-- Opening Marker --

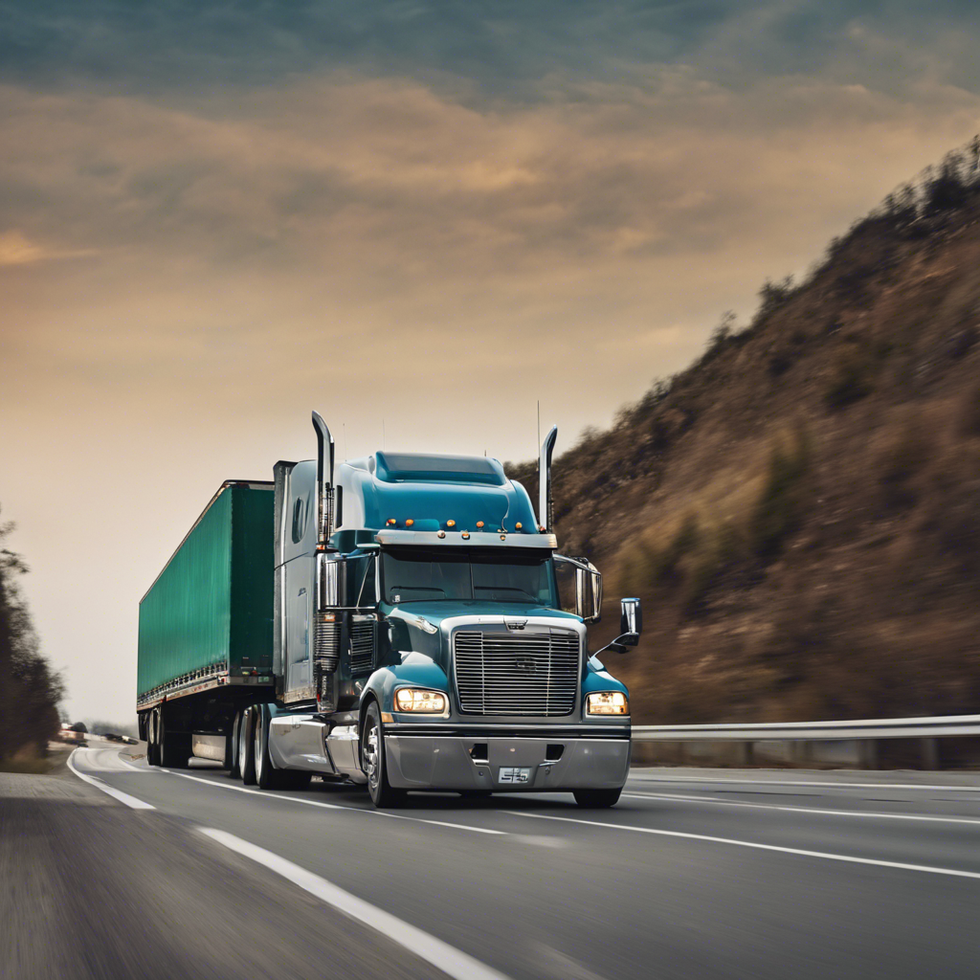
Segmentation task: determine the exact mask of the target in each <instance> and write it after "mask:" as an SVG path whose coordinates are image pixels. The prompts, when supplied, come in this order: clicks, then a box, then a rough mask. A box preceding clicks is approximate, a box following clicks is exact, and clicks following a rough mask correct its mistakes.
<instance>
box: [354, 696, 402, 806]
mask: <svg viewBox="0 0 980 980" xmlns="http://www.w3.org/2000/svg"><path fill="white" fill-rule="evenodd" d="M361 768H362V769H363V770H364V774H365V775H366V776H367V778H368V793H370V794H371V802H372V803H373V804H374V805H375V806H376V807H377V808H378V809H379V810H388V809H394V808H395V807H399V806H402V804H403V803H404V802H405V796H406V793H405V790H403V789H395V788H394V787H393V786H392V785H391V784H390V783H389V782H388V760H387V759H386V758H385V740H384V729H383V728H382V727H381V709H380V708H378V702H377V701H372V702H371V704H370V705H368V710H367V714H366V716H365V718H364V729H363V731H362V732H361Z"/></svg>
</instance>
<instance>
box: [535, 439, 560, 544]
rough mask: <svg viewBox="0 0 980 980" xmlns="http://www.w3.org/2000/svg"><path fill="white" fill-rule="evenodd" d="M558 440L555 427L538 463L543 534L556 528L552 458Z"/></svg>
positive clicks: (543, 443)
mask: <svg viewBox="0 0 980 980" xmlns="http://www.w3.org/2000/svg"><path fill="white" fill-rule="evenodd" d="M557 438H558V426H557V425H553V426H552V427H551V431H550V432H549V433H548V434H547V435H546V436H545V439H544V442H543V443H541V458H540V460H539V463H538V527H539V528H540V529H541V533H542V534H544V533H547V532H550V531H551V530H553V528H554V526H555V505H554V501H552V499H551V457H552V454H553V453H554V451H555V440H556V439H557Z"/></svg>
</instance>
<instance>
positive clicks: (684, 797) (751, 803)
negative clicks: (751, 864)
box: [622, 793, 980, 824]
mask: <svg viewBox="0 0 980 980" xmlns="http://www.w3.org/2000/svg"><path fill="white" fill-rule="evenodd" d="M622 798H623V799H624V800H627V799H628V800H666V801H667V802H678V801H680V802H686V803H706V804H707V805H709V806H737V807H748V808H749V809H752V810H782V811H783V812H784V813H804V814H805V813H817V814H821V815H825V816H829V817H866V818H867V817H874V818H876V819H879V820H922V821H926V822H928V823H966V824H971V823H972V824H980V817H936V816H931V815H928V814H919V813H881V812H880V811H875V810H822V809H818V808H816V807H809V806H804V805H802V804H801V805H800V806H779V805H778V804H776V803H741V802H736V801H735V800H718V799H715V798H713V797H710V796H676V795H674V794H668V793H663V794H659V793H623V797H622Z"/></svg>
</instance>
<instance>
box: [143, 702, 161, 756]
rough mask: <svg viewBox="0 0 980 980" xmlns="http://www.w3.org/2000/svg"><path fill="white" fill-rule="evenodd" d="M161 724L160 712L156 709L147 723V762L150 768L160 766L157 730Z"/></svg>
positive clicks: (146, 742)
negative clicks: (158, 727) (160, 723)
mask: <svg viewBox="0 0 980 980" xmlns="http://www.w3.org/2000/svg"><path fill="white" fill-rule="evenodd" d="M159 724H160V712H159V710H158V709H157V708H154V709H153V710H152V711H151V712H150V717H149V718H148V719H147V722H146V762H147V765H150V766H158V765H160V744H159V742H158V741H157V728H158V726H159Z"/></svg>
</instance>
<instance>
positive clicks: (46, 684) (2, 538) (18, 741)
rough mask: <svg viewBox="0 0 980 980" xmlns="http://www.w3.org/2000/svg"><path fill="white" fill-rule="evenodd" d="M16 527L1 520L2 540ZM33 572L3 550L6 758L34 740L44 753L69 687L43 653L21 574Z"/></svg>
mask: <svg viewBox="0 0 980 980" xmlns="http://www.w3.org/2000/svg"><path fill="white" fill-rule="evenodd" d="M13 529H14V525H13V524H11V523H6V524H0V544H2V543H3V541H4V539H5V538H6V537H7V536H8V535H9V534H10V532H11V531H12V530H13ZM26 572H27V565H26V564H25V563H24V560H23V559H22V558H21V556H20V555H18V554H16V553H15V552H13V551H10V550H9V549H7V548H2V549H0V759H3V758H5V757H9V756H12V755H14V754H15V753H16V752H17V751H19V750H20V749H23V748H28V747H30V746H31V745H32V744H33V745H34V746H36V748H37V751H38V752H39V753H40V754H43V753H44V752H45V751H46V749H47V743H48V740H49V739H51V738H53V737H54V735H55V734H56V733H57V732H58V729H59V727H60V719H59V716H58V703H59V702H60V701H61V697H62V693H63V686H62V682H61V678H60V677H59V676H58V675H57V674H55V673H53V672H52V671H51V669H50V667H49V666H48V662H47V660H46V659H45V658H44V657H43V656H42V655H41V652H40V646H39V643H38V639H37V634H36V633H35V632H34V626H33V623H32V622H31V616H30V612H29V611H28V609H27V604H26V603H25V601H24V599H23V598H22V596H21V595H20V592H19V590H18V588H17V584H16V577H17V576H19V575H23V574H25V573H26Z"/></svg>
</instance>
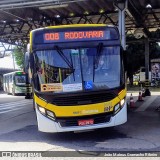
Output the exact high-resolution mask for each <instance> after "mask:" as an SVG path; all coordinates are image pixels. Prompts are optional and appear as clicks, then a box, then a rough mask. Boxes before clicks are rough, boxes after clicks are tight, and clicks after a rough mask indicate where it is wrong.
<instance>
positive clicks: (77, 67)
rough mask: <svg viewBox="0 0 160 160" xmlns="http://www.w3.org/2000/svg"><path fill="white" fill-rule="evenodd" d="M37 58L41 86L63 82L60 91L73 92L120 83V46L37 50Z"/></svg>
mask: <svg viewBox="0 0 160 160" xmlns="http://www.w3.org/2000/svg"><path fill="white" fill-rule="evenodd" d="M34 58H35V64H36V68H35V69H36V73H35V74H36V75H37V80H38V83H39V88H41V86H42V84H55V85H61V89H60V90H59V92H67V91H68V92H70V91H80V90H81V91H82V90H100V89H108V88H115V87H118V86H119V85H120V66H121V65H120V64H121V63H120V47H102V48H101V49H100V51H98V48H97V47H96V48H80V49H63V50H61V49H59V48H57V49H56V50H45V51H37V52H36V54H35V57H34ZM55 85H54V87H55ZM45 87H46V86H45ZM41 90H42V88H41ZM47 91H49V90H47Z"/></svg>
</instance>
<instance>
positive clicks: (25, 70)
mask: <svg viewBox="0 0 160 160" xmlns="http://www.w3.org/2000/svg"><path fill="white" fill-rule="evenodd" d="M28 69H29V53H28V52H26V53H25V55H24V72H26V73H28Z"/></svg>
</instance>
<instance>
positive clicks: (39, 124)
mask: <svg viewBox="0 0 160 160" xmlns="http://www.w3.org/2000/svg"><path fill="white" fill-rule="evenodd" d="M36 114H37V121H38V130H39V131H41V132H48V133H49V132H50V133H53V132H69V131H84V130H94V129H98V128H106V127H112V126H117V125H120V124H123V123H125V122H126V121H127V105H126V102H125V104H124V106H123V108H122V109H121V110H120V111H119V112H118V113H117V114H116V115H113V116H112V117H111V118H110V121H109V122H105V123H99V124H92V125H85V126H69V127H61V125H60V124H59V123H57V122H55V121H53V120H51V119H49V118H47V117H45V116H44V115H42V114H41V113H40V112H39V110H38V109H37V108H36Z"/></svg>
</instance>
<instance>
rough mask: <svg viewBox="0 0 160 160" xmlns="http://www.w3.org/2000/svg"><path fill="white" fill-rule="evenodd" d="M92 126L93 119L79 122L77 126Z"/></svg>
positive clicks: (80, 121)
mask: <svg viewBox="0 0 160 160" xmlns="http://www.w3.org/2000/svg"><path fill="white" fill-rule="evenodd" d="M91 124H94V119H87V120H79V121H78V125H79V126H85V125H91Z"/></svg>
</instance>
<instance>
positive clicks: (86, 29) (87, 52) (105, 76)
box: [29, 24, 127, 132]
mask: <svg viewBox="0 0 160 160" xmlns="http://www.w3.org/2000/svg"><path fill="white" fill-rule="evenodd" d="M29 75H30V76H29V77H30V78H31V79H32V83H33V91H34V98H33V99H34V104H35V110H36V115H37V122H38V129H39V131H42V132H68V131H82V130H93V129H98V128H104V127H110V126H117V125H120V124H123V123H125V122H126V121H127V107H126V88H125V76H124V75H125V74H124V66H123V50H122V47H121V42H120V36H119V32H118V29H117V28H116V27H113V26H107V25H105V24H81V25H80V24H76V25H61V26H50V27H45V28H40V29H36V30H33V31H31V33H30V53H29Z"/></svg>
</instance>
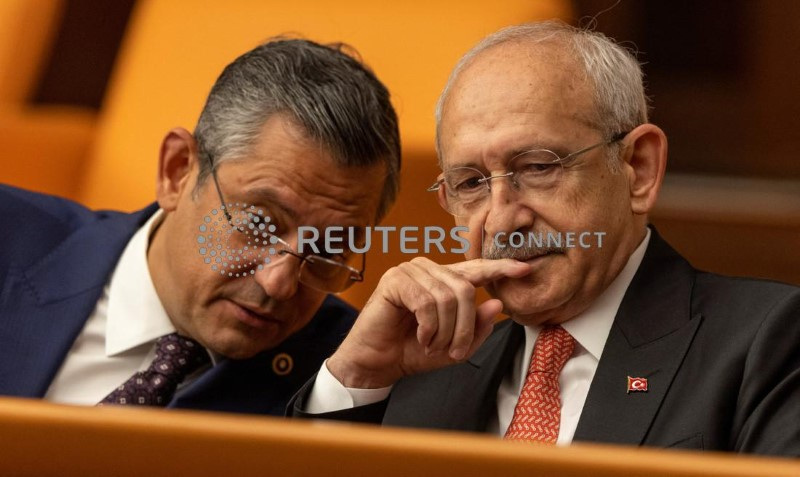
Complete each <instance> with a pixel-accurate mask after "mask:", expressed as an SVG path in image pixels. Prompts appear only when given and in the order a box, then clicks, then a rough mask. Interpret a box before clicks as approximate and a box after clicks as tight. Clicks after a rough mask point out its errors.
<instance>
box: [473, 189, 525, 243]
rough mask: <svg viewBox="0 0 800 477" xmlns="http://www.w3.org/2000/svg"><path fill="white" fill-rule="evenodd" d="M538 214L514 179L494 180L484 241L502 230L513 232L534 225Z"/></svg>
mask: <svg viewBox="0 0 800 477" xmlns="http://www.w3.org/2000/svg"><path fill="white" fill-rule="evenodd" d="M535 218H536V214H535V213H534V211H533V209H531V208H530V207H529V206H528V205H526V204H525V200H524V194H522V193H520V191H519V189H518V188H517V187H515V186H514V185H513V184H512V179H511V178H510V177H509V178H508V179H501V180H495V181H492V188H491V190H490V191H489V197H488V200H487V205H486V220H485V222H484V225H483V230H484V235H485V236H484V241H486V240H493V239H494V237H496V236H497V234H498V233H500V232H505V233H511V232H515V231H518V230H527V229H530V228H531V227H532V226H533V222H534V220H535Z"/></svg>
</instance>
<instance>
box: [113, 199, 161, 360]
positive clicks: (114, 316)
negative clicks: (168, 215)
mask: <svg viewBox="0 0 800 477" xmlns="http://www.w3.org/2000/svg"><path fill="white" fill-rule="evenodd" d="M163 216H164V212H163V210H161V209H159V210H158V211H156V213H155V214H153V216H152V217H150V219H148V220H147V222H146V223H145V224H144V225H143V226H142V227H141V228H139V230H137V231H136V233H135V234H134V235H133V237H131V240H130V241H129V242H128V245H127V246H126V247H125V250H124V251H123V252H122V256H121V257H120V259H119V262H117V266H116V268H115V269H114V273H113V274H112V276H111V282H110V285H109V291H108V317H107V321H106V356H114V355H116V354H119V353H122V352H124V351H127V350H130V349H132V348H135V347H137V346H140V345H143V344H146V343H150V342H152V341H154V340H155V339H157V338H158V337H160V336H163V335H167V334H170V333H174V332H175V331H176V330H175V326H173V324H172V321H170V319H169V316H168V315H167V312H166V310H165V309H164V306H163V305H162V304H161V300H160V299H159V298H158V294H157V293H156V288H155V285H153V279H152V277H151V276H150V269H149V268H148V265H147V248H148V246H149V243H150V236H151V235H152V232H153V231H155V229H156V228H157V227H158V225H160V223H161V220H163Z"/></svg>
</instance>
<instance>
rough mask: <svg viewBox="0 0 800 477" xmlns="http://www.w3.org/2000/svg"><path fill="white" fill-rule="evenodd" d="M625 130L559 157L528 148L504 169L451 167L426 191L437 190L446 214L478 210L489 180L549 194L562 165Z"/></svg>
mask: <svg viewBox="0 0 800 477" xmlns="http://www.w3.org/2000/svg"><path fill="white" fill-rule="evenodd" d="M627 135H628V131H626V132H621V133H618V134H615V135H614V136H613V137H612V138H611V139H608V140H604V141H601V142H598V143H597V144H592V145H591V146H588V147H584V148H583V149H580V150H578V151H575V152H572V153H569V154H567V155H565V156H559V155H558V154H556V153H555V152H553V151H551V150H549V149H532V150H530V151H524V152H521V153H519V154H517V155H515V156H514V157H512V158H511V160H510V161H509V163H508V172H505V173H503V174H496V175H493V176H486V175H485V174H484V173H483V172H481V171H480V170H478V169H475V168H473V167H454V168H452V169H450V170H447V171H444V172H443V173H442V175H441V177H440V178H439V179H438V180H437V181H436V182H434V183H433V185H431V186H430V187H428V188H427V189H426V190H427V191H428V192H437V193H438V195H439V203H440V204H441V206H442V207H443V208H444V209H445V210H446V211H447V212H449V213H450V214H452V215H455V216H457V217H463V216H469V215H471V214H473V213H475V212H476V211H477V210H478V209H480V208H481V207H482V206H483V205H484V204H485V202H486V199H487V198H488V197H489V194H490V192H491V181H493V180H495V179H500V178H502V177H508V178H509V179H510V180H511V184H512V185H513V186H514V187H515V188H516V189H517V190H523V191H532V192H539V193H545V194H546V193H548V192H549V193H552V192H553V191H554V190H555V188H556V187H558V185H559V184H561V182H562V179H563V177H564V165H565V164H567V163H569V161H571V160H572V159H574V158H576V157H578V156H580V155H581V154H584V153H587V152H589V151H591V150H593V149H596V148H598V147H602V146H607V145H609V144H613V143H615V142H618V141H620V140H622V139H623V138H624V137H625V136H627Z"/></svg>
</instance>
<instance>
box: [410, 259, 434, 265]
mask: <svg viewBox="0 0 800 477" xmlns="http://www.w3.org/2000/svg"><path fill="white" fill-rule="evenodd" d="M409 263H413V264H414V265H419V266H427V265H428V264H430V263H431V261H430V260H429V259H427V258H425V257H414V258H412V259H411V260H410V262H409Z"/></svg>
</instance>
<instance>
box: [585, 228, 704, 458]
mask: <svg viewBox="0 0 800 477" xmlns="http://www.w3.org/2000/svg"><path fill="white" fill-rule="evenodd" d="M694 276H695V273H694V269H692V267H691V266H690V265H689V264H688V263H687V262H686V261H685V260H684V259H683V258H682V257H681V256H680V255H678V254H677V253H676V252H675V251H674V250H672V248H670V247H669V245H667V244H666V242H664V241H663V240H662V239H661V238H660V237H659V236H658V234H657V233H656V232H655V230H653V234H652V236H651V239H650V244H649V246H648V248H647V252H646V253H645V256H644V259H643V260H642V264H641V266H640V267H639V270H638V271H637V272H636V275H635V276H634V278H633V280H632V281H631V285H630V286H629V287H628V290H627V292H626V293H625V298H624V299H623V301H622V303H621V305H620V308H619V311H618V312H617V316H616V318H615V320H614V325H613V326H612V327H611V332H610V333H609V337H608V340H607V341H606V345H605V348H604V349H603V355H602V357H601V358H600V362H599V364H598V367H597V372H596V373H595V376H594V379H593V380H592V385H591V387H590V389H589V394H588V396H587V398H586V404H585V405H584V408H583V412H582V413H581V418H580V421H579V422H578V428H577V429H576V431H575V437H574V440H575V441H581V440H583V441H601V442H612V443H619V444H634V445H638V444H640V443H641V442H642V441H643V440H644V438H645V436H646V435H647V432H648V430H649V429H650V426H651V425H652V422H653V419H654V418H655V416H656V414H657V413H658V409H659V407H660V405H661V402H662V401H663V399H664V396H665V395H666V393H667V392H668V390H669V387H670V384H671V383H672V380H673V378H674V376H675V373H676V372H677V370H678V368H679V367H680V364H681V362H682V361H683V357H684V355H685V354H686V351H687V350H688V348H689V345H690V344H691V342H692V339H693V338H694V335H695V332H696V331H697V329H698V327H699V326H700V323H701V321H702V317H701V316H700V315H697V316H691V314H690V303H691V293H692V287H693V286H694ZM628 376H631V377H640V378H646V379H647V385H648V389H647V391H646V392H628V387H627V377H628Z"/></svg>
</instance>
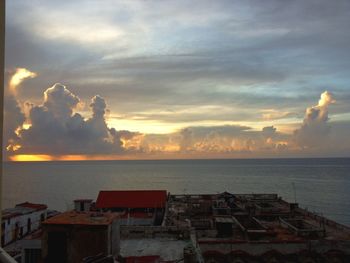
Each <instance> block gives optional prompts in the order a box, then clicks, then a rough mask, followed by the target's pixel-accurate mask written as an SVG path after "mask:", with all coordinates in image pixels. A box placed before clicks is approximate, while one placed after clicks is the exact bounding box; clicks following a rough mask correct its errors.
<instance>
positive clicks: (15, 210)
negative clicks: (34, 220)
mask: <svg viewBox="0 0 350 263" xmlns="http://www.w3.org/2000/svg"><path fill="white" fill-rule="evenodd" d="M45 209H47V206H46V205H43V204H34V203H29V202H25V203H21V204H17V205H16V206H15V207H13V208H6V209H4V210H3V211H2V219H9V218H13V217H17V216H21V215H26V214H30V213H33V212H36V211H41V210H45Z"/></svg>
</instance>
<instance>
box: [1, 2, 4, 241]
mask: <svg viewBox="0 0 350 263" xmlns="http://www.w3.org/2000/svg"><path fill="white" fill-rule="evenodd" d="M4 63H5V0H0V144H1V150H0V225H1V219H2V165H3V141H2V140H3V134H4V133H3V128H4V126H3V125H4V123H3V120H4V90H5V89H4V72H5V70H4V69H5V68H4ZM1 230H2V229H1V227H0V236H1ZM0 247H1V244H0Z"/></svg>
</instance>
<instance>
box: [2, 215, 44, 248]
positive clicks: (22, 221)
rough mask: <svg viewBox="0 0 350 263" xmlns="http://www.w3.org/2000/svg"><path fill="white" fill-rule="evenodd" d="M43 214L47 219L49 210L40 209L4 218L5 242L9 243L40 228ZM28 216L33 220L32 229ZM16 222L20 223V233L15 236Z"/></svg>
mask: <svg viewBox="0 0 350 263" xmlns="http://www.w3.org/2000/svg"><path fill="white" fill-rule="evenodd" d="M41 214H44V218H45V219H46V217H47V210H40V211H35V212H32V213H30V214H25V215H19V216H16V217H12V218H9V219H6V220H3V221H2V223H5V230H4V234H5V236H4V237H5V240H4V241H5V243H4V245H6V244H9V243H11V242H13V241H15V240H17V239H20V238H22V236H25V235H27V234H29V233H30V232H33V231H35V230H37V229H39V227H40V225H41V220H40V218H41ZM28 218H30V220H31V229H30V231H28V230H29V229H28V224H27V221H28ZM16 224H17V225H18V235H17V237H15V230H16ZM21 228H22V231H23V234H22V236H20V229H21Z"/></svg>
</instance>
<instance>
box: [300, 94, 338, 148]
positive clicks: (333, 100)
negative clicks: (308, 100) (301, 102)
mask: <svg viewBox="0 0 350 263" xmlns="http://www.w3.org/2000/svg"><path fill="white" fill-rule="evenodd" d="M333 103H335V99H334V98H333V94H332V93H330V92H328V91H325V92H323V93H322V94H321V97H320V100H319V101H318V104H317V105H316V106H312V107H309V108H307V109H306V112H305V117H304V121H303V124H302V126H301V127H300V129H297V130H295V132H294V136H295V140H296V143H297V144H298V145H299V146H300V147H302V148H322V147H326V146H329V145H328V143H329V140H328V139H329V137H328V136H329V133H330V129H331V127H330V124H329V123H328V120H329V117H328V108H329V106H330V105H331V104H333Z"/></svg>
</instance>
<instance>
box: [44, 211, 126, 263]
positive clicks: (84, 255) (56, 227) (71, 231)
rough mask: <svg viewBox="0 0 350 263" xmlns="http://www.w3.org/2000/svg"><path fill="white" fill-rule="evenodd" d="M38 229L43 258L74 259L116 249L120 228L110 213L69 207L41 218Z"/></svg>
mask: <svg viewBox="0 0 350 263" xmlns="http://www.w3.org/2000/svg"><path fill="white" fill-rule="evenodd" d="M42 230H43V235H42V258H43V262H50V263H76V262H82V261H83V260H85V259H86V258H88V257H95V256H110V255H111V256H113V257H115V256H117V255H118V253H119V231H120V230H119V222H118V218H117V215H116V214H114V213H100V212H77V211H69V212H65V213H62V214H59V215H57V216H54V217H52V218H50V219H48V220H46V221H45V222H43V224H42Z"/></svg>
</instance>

-- Closing Marker --

#### WORK TASK
Pictures stay out; output the lines from the top of the listing above through the line containing "440L555 427L538 463L543", exactly as they stand.

#### EXERCISE SOLUTION
Segmentation task: determine the exact mask of the target in each <instance> and write it after "mask:" as an SVG path whose coordinates are image pixels. The prompts, when supplied, come in this order: clicks, then a box, then a rough mask. A box preceding clicks is approximate, a box following clicks is exact, and clicks following a rough mask correct its mistakes.
<instance>
box: [354, 696, 402, 806]
mask: <svg viewBox="0 0 980 980" xmlns="http://www.w3.org/2000/svg"><path fill="white" fill-rule="evenodd" d="M361 768H362V769H363V770H364V774H365V775H366V776H367V778H368V793H370V794H371V802H372V803H373V804H374V805H375V806H376V807H377V808H378V809H379V810H388V809H394V808H395V807H399V806H402V804H403V803H404V802H405V796H406V793H405V790H403V789H395V788H394V787H393V786H392V785H391V784H390V783H389V782H388V760H387V759H386V758H385V740H384V729H383V728H382V727H381V709H380V708H378V702H377V701H372V702H371V704H370V705H368V710H367V714H366V716H365V718H364V729H363V731H362V732H361Z"/></svg>
</instance>
<instance>
box: [535, 439, 560, 544]
rough mask: <svg viewBox="0 0 980 980" xmlns="http://www.w3.org/2000/svg"><path fill="white" fill-rule="evenodd" d="M558 440L555 427L538 463L543 534L556 528L552 458Z"/></svg>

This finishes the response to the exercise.